EXTRACTED TEXT:
********
Gammapy project setup¶
This page gives an overview of the technical infrastructure we have set up to develop and maintain Gammapy.
If you just want to make contribution to the Gammapy code or documentation, you don’t need to know about most of the things mentioned on this page!
But for Gammapy maintainers it’s helpful to have a reference that explains what we have and how things work.
gammapy repository¶
This section explains the content of the main repository for Gammapy:
Package and docs¶
The two main folders of interest for developers are the gammapy
folder and
the docs
folder. In gammapy
you find the Gammapy package, i.e. all code,
but also tests are included there in sub-folders called tests
. The docs
folder contains the documentation pages in restructured text (RST) format. The
Sphinx documentation generator is used to convert those RST files to the HTML
documentation.
********
TASK 1: Update the lines of the listing starting at the line that contains "the woman in" and ending at the line that contains "x=124, y=179", changing "Quickstart" to "Instructions" and keeping everything else the same. Return only those lines.

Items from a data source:
********
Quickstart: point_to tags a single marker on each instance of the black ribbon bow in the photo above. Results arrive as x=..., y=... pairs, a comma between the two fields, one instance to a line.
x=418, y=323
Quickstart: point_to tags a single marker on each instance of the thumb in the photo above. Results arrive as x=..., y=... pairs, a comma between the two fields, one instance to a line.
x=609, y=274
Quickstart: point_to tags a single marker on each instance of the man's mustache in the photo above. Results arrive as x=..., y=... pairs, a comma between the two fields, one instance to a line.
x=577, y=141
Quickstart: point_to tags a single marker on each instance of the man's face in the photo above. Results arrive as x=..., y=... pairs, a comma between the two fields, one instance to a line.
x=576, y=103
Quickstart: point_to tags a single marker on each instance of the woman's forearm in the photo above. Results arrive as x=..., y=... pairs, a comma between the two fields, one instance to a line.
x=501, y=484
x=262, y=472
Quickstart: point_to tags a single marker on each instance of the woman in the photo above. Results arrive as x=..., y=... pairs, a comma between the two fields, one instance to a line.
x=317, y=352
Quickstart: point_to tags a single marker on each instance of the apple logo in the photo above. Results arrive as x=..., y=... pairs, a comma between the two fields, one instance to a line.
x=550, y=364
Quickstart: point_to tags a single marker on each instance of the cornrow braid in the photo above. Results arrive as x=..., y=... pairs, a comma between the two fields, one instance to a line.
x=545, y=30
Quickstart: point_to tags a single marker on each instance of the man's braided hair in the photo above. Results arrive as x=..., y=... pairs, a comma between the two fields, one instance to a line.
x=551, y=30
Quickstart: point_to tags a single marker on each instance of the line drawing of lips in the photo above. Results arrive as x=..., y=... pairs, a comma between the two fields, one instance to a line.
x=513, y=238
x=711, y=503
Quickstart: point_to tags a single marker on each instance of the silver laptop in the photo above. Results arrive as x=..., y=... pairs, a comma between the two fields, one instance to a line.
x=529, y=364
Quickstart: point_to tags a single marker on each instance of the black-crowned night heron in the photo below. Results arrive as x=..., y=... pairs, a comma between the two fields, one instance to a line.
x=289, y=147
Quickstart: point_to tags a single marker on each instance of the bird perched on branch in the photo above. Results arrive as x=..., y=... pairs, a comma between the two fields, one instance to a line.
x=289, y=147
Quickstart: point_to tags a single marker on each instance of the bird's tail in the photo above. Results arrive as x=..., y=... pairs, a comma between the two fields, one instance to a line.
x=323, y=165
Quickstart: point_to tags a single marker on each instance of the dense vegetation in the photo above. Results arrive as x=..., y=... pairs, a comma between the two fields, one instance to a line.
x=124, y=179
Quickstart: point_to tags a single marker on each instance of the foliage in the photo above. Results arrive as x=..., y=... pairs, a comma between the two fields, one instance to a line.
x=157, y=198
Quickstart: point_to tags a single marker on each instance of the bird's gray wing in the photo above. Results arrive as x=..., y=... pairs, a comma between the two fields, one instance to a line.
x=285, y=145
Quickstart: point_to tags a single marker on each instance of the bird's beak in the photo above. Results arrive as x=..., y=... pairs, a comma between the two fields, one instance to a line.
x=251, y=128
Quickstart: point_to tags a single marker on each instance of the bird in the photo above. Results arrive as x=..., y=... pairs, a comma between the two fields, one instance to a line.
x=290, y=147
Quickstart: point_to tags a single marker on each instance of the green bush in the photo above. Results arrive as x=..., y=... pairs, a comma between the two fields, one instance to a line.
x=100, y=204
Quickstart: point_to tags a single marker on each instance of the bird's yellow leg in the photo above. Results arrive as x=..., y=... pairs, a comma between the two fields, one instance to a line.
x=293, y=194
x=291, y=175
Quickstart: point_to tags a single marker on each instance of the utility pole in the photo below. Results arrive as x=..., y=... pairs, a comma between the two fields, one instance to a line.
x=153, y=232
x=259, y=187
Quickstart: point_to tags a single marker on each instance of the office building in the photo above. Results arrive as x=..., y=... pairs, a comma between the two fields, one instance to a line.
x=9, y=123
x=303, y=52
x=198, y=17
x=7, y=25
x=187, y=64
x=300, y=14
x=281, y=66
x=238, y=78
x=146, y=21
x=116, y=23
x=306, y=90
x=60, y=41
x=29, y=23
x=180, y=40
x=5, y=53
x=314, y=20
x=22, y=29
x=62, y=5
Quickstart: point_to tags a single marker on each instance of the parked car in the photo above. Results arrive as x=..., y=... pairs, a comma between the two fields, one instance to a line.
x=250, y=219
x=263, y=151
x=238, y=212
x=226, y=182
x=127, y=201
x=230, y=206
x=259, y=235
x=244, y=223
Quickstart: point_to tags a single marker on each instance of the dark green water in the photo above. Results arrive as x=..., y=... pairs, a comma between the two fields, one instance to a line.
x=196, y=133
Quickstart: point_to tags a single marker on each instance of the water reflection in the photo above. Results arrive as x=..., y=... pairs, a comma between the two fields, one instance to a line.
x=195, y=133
********
TASK 2:
Answer these questions about the Gammapy project setup page:
(a) For whom does the page say a reference explaining the setup is helpful?
(b) In what format are the documentation pages in the docs folder written?
(c) What tool converts those files into HTML documentation?

WRITTEN REPLY 1:
Instructions: point_to tags a single marker on each instance of the woman in the photo above. Results arrive as x=..., y=... pairs, a comma between the two fields, one instance to a line.
x=317, y=352
Instructions: point_to tags a single marker on each instance of the apple logo in the photo above. Results arrive as x=..., y=... pairs, a comma between the two fields, one instance to a line.
x=550, y=364
Instructions: point_to tags a single marker on each instance of the cornrow braid in the photo above. Results arrive as x=..., y=... pairs, a comma between the two fields, one instance to a line.
x=545, y=30
Instructions: point_to tags a single marker on each instance of the man's braided hair in the photo above. Results arrive as x=..., y=... pairs, a comma between the two fields, one instance to a line.
x=551, y=30
Instructions: point_to tags a single marker on each instance of the line drawing of lips in the photo above. Results arrive as x=..., y=... pairs, a comma between the two fields, one instance to a line.
x=513, y=238
x=711, y=503
Instructions: point_to tags a single marker on each instance of the silver laptop in the photo above. Results arrive as x=..., y=... pairs, a comma between the two fields, one instance to a line.
x=529, y=364
Instructions: point_to tags a single marker on each instance of the black-crowned night heron in the photo below. Results arrive as x=..., y=... pairs, a comma between the two fields, one instance to a line.
x=289, y=147
Instructions: point_to tags a single marker on each instance of the bird perched on branch in the photo above. Results arrive as x=..., y=... pairs, a comma between the two fields, one instance to a line.
x=289, y=147
Instructions: point_to tags a single marker on each instance of the bird's tail in the photo above. Results arrive as x=..., y=... pairs, a comma between the two fields, one instance to a line.
x=323, y=165
Instructions: point_to tags a single marker on each instance of the dense vegetation in the photo above. Results arrive as x=..., y=... pairs, a comma between the two fields, one instance to a line.
x=124, y=179

WRITTEN REPLY 2:
(a) Gammapy maintainers
(b) Restructured text (RST)
(c) The Sphinx documentation generator